━━ TEXTO ━━
Las economías reales tienen, además de una respuesta ineficiente de muchos precios y salarios, otros muchos fallos de mercado, sobre algunos de los cuales la política monetaria tiene muy poco o ningún efecto. Sin embargo los acontecimientos de los últimos tiempos nos muestran que hay otras ineficiencias con un impacto significativo sobre el bienestar agregado y para las que el mantenimiento a toda costa de una inflación estable puede llegar a ser perjudicial. En una entrada reciente de su blog, Simon Wren-Lewis llama la atención sobre un trabajo académico muy reciente que aborda la cuestión de la política monetaria óptima en una situación en la que los consumidores se distribuyen entre deudores y acreedores y la economía no tiene una tecnología adecuada para distribuir entre ellos el riesgo macroeconómico. Esta es la situación típica cuando los contratos de préstamo tienen un carácter no contingente, es decir sus condiciones se determinan de antemano y no varían con la situación económica del prestatario en el momento de su devolución. El autor, Kevin Sheedy, muestra como el intento de mantener la inflación lo más estable posible ante cualquier tipo de perturbación económica –Gráfico 1- no es lo óptimo en este caso.

En estas condiciones un shock deflacionario reduce en general las rentas de todos agentes, pero a la vez aumenta el valor real de la deuda así como su rendimiento lo que perjudica especialmente a los deudores frente a los acreedores. En ausencia de contratos contingentes, los consumidores y las empresas no pueden elegir el nivel de deuda óptimo ya que la ratio entre sus obligaciones financieras y su renta y el grado de apalancamiento fluctúan de forma contracíclica, en particular aumentan cuando cae la inflación, intensificando la dimensión y la duración de las recesiones. Una política monetaria cuya preocupación fundamental sea mantener la inflación en su objetivo el máximo tiempo posible actúa de hecho como un mecanismo amplificador del ciclo ya que, como hemos visto anteriormente, valida las desviaciones en el nivel de precios, y por ello de la ratio de deuda respecto a su nivel deseado, haciéndolas permanentes. Sin embargo una política cuyo objetivo sea mantener estable el crecimiento nominal del PIB actúa en el mismo sentido que un objetivo de nivel de precios –Gráfico 2- y tratará de generar temporalmente una inflación más elevada tras la recesión, contribuyendo a reequilibrar las ratio de deuda sobre renta de los agentes y con ello la demanda agregada.

Es evidente que con una política de este tipo no todos ganan por igual, sino que en la práctica se traduce en una transferencia de los acreedores a los deudores, que en parte compensa la que tiene lugar en sentido contrario consecuencia de la caída inicial de la inflación. Pero esto sucede ante un shock deflacionario. Cuando una economía sufre un aumento de la inflación, el comportamiento simétrico de la autoridad monetaria –provocando una caída transitoria de la inflación por debajo de su promedio- permite que los acreedores recuperen parte del valor inesperadamente perdido de sus activos.
━━━
━━ FILAS DE DATOS ━━
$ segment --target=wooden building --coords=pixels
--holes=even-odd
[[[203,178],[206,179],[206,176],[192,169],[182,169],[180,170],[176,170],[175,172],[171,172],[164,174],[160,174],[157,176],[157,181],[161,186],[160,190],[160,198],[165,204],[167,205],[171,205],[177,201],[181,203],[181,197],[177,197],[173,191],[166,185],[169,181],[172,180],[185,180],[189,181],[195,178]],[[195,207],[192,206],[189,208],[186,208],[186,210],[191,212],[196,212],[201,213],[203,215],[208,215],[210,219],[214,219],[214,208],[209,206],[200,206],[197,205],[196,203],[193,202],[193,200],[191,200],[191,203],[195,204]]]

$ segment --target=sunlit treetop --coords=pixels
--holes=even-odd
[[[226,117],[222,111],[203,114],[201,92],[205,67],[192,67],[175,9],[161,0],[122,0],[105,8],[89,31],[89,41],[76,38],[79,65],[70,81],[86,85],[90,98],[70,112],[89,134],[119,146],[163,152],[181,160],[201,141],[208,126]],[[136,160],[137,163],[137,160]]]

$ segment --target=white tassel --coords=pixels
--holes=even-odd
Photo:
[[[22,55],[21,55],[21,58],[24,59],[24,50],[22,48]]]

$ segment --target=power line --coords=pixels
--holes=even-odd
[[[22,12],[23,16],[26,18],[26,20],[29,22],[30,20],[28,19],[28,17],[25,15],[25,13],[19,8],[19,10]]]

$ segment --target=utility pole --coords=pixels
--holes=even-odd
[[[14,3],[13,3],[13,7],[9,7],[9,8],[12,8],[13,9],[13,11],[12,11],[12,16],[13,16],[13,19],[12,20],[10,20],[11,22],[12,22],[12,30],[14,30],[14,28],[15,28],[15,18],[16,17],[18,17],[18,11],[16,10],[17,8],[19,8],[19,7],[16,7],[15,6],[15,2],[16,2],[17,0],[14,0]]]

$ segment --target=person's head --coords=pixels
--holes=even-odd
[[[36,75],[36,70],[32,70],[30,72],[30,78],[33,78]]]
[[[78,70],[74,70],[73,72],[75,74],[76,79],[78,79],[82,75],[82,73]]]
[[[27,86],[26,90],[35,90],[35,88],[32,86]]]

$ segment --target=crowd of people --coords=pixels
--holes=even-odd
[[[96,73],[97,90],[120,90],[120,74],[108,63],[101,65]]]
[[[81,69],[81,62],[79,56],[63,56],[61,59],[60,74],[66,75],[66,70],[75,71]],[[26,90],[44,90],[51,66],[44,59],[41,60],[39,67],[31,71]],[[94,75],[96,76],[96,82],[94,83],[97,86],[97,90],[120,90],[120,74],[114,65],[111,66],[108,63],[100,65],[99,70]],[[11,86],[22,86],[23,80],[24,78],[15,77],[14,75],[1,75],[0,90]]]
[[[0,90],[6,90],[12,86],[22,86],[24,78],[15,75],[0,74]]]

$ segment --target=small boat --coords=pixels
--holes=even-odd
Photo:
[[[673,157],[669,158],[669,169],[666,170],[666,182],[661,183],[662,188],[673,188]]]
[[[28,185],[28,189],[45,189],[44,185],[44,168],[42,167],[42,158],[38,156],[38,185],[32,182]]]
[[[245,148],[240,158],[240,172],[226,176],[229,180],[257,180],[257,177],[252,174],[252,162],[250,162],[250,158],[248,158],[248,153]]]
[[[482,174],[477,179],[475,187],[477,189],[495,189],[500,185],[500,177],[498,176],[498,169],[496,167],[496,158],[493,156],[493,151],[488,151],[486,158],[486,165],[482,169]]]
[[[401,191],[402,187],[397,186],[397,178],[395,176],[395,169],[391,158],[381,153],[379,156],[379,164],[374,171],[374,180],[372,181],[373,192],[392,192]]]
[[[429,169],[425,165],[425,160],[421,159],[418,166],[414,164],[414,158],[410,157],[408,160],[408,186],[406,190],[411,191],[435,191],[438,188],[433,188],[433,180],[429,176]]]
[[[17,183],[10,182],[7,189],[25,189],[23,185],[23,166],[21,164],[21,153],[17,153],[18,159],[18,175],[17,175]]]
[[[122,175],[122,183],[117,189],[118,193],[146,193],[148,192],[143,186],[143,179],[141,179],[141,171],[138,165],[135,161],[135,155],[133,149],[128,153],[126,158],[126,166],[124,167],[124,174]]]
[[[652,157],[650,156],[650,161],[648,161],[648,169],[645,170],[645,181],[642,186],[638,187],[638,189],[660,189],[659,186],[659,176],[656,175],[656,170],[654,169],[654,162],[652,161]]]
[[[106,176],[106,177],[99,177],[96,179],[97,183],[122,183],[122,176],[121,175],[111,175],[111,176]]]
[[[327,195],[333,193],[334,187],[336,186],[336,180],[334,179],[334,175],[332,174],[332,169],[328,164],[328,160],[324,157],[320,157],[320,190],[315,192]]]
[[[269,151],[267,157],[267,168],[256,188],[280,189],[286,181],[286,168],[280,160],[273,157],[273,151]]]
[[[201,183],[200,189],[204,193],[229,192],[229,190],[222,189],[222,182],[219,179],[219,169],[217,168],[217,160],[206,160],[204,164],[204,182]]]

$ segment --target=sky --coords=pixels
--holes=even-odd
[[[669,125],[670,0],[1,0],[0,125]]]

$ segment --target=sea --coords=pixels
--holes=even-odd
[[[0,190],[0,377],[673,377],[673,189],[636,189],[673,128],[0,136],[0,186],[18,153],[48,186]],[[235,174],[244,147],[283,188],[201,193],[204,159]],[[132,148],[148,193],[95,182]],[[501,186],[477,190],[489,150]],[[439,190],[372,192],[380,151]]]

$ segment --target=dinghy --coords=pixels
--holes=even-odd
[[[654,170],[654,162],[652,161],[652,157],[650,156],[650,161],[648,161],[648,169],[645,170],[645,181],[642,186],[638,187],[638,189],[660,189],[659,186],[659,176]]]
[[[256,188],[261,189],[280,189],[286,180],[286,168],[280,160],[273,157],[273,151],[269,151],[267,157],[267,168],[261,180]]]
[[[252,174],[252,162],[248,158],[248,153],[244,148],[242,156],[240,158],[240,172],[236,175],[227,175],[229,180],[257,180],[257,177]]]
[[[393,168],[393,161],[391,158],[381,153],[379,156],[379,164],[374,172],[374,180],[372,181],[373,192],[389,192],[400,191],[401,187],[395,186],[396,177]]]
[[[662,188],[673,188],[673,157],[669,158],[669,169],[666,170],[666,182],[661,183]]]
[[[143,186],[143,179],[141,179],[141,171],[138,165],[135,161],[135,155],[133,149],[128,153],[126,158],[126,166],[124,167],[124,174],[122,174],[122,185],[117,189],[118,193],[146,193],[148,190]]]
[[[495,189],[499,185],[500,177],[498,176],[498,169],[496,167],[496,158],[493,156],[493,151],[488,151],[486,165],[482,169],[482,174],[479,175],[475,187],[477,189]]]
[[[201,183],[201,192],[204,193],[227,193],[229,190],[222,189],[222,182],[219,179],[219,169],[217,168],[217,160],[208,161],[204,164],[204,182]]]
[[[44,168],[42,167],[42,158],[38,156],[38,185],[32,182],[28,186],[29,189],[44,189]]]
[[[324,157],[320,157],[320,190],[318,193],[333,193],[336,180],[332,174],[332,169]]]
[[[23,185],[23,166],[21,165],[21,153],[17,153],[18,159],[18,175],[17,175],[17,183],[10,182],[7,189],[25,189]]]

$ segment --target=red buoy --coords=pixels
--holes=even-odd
━━━
━━ FILAS DE DATOS ━━
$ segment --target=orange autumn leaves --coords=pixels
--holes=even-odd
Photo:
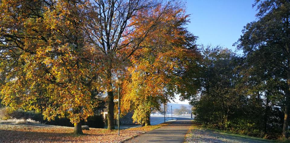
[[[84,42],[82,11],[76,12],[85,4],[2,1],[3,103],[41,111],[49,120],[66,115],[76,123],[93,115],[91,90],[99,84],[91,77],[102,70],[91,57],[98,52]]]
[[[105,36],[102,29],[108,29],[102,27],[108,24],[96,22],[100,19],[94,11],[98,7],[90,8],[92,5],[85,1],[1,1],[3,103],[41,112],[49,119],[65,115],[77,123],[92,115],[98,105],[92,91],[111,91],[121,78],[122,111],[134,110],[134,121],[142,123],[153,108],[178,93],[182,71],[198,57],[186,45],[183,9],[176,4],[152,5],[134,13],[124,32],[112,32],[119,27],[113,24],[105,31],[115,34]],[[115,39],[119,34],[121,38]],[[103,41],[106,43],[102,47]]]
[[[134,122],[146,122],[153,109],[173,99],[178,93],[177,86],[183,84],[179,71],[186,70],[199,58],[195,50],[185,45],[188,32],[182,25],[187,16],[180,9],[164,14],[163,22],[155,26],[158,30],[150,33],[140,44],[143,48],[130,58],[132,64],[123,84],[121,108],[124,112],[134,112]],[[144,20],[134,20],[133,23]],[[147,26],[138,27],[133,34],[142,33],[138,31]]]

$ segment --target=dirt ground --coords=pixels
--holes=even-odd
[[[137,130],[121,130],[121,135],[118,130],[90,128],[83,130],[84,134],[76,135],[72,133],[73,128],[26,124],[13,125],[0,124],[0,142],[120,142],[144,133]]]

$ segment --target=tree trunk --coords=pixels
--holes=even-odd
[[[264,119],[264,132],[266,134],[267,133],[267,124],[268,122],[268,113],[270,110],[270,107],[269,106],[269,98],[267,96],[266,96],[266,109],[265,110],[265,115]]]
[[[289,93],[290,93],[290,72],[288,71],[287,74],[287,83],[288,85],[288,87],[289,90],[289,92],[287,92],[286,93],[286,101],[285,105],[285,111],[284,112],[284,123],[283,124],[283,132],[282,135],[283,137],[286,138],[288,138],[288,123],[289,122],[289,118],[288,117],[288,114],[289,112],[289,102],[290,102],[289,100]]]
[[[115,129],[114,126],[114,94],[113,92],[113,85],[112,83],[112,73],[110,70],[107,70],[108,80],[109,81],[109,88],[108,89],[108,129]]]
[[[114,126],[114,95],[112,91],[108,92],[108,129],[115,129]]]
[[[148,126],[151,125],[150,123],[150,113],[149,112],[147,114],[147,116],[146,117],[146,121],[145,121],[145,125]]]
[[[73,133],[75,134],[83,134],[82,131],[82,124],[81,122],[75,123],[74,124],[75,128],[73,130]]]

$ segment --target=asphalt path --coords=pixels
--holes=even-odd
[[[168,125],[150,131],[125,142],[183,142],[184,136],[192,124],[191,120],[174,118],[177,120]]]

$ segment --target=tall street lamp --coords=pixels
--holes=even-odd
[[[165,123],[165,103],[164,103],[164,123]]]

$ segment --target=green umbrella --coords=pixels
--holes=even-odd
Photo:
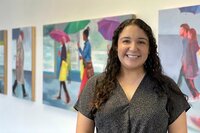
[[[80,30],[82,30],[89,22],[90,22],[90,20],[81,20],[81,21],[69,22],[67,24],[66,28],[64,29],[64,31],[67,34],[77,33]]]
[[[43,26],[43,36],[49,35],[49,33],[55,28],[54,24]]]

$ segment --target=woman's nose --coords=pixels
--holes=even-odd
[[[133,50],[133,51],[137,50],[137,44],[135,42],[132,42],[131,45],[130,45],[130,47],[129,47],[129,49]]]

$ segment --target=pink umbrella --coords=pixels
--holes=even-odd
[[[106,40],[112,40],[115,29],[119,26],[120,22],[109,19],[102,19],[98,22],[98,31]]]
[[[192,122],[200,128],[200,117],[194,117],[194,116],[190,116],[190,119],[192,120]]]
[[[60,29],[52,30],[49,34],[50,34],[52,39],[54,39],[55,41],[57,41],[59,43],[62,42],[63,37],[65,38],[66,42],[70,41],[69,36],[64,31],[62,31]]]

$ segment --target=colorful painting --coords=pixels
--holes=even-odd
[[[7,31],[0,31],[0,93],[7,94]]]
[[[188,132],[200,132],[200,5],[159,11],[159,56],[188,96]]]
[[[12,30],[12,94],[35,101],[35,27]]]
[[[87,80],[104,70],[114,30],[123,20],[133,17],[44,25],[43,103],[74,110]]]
━━━
━━ FILAS DE DATOS ━━
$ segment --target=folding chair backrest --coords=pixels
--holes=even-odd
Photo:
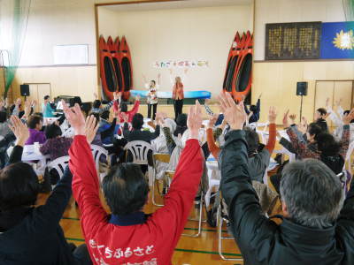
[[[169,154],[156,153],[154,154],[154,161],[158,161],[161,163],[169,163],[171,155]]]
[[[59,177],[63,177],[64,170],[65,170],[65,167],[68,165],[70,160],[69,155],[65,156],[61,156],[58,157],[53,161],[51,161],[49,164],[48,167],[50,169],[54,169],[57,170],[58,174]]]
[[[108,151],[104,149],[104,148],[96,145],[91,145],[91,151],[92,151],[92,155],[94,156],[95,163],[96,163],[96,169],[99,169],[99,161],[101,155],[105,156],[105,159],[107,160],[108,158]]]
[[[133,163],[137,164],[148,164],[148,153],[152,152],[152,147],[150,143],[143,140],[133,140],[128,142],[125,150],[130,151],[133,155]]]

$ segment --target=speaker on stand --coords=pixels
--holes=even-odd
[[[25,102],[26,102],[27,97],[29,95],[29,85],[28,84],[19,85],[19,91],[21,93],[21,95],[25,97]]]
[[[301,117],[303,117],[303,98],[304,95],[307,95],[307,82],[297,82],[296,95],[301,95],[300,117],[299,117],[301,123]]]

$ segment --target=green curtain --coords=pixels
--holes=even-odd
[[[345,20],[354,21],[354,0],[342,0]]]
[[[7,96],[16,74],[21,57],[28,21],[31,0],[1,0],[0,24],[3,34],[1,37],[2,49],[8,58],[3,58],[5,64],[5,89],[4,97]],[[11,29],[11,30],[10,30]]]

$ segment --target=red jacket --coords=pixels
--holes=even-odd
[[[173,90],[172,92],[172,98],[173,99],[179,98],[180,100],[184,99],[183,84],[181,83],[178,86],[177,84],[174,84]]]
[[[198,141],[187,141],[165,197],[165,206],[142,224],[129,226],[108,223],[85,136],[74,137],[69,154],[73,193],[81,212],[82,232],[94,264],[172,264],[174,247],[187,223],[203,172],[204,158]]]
━━━
## TAREAS PENDIENTES
1. Extrae del texto sobre política monetaria el fragmento que comienza en las palabras «Es evidente que» y termina después de «de sus activos.».
2. Según el texto sobre política monetaria, ¿qué política actúa en el mismo sentido que un objetivo de nivel de precios?
Los registros no tienen ningún papel en esto.

## SOLUCIONES RESUELTAS
1.
Es evidente que con una política de este tipo no todos ganan por igual, sino que en la práctica se traduce en una transferencia de los acreedores a los deudores, que en parte compensa la que tiene lugar en sentido contrario consecuencia de la caída inicial de la inflación. Pero esto sucede ante un shock deflacionario. Cuando una economía sufre un aumento de la inflación, el comportamiento simétrico de la autoridad monetaria –provocando una caída transitoria de la inflación por debajo de su promedio- permite que los acreedores recuperen parte del valor inesperadamente perdido de sus activos.

2. Una política cuyo objetivo sea mantener estable el crecimiento nominal del PIB.